--- Excerpted records Enclosed Below ---

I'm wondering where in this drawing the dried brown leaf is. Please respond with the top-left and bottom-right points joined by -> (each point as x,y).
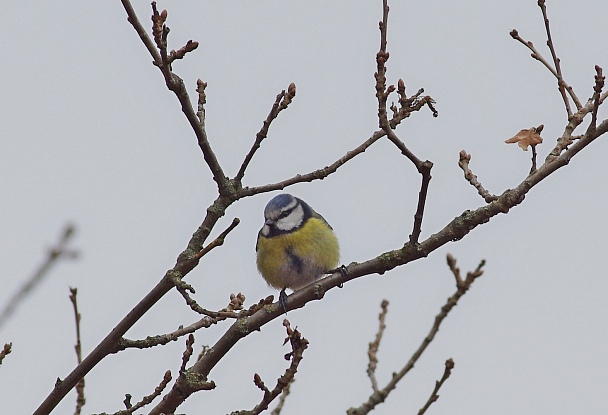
505,127 -> 543,151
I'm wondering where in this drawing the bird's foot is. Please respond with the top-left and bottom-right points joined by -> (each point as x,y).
328,265 -> 348,288
279,288 -> 288,315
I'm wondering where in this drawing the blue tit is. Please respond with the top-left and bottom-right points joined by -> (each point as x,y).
256,194 -> 340,297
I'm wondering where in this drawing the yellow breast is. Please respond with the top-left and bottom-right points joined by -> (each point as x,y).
256,217 -> 339,290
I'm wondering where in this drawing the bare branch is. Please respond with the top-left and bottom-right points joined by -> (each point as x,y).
546,90 -> 608,161
537,0 -> 580,116
367,300 -> 389,392
417,358 -> 455,415
116,293 -> 247,351
389,82 -> 437,129
180,334 -> 195,376
509,27 -> 581,115
104,370 -> 172,415
118,319 -> 214,351
238,129 -> 386,197
588,65 -> 605,133
347,255 -> 484,415
230,320 -> 308,415
119,0 -> 162,65
69,288 -> 85,415
236,83 -> 297,182
33,2 -> 608,413
530,144 -> 538,174
270,379 -> 294,415
373,0 -> 434,244
196,79 -> 208,127
167,274 -> 244,318
121,0 -> 229,194
458,150 -> 498,202
194,218 -> 240,260
0,343 -> 12,366
0,224 -> 78,329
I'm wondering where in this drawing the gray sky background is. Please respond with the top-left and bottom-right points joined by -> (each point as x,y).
2,1 -> 607,414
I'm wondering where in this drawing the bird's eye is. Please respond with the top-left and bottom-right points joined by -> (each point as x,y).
279,210 -> 291,219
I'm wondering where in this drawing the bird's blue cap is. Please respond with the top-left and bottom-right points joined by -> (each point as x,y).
264,194 -> 295,216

--- End of Enclosed Excerpted records ---

Task to carry out. From the records given above, reproduce all text exactly and exclude each picture.

Answer to this problem.
I'm wondering where in this drawing the dried brown leaf is. Please respond with the top-left and bottom-right points joined by -> (each point as x,y).
505,127 -> 543,151
I'm wondering where in this drawing the bird's foot is. Please respond with the top-left and bottom-right points joined by -> (each point as x,y).
328,265 -> 348,288
279,288 -> 288,315
I'm wondering where in this drawing the blue tit is. Please respond with the top-left and bottom-right points joined by -> (each point as x,y).
256,194 -> 340,297
I'm wondering where in this drawing the yellow breast is. Please respond with the top-left and bottom-right points joined by -> (each point as x,y).
256,217 -> 339,290
I'm wondering where in this drawing the bare branch is. Please respond with the top-left and bottom-right points joined by -> (each point as x,y).
546,90 -> 608,161
537,0 -> 580,116
367,300 -> 389,392
417,358 -> 455,415
116,293 -> 247,351
389,82 -> 437,129
180,334 -> 195,376
509,27 -> 581,115
104,370 -> 172,415
118,319 -> 214,351
238,129 -> 386,197
588,65 -> 605,133
347,255 -> 484,415
230,320 -> 308,415
119,0 -> 162,65
69,288 -> 85,415
236,83 -> 297,182
33,2 -> 608,413
530,144 -> 538,174
270,379 -> 294,415
373,0 -> 434,244
196,79 -> 208,127
167,274 -> 244,318
121,0 -> 229,194
458,150 -> 498,202
194,218 -> 240,260
0,343 -> 12,366
0,224 -> 78,329
I'm wondering where in this drawing the gray sky background is. Please respond with the top-left and bottom-right points joined by -> (each point as x,y).
2,1 -> 607,414
I'm wondering where in this drawing the bird's eye is. Please respond with the top-left and bottom-right points joined by -> (each point as x,y).
279,210 -> 291,219
I'm wondering where in this drawing the bird's blue cap is. Please respond with the top-left and bottom-right points joined by -> (each point as x,y).
264,194 -> 295,216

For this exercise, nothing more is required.